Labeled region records
>>>>

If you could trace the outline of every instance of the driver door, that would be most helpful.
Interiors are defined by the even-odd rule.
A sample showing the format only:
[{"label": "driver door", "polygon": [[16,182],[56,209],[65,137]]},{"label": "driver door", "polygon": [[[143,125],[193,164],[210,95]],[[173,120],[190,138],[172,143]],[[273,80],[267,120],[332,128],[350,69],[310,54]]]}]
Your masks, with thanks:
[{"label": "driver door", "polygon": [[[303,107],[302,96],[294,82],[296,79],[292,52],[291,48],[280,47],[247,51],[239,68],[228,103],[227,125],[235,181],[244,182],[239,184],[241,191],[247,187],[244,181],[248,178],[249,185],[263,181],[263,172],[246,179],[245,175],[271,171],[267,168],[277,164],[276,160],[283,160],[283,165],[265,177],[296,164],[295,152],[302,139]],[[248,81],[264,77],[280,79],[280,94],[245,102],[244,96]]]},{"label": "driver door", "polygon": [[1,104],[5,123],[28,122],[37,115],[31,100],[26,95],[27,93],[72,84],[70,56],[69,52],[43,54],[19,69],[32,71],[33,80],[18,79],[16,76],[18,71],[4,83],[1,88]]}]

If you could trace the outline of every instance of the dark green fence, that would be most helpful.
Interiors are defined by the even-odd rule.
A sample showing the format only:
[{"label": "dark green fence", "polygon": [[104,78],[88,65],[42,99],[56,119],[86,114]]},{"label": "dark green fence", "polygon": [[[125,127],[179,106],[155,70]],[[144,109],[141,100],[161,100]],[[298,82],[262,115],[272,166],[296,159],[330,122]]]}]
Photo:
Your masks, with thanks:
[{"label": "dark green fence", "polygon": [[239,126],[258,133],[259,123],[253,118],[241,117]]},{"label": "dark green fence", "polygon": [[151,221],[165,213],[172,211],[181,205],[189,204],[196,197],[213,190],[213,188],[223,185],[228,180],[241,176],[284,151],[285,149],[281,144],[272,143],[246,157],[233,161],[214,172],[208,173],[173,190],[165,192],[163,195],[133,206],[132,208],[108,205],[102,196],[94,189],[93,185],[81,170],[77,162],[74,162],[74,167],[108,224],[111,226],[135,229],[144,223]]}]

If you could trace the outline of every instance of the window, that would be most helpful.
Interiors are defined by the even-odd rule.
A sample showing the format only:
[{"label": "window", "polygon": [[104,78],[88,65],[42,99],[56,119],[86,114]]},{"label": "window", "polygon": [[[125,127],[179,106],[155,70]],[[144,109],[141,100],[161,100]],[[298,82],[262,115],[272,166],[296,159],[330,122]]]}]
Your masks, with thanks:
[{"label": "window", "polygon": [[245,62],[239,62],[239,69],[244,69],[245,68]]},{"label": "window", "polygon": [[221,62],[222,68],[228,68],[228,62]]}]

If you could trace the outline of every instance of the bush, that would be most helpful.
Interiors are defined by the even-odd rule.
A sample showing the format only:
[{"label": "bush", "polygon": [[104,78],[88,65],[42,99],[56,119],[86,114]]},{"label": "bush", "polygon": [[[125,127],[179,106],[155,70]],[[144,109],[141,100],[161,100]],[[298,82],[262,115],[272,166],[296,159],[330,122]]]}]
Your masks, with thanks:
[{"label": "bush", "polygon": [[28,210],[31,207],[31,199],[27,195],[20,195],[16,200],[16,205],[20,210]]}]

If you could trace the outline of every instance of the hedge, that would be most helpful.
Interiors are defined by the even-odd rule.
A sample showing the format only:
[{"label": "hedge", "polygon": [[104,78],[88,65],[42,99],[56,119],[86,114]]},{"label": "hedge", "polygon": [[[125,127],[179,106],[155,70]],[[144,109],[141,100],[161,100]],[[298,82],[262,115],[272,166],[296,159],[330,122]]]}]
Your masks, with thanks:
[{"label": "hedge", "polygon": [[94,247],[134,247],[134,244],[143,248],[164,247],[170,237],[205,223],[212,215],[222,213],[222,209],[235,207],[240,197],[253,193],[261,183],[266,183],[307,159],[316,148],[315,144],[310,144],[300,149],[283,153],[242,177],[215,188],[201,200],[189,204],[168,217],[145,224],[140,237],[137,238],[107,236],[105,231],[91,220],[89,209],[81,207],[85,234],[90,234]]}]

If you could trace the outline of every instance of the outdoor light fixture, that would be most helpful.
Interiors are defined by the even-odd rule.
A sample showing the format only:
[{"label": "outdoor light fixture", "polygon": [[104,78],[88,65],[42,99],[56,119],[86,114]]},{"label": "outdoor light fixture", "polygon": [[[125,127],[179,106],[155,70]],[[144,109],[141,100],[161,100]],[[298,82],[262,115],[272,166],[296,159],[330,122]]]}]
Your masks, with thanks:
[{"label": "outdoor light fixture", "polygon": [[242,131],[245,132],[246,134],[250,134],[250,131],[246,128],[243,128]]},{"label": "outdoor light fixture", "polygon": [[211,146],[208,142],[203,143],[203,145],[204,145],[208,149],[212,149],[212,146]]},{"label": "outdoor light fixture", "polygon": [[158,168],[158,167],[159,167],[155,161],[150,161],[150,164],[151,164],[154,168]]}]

<<<<

### OBJECTIVE
Please reproduce the data word for word, starting at the line that contains "hedge, that would be most helpful." and ending at the final line of the data.

### SOLUTION FOR THIS TASK
If you could trace the outline of every instance of the hedge, that would be most helpful.
Interiors are defined by the even-odd rule.
A sample showing the format only:
[{"label": "hedge", "polygon": [[104,78],[88,65],[42,99],[56,119],[86,114]]},{"label": "hedge", "polygon": [[[125,127],[179,106],[155,70]],[[144,109],[141,100],[161,100]],[[298,82],[262,115],[272,166],[296,159],[330,122]]]}]
Your masks, with thanks:
[{"label": "hedge", "polygon": [[94,247],[134,247],[134,244],[143,248],[164,247],[170,237],[205,223],[212,215],[222,213],[222,209],[235,207],[240,197],[253,193],[261,183],[266,183],[307,159],[316,148],[315,144],[310,144],[300,149],[283,153],[242,177],[215,188],[201,200],[189,204],[168,217],[145,224],[140,237],[137,238],[107,236],[105,231],[91,220],[89,209],[81,207],[85,234],[90,234]]}]

If you could trace the outline of every instance of the outdoor light fixture, that would be most helpful.
Interiors are defined by the even-odd rule.
A sample showing the format only:
[{"label": "outdoor light fixture", "polygon": [[104,78],[88,65],[42,99],[56,119],[86,114]]},{"label": "outdoor light fixture", "polygon": [[[125,127],[179,106],[155,70]],[[144,109],[141,100],[161,100]],[[298,82],[262,115],[272,166],[296,159],[330,122]]]}]
Your masks, with thanks:
[{"label": "outdoor light fixture", "polygon": [[242,131],[245,132],[246,134],[250,134],[250,131],[246,128],[243,128]]},{"label": "outdoor light fixture", "polygon": [[211,146],[208,142],[203,143],[203,145],[204,145],[208,149],[212,149],[212,146]]},{"label": "outdoor light fixture", "polygon": [[158,168],[158,167],[159,167],[155,161],[150,161],[150,164],[151,164],[154,168]]}]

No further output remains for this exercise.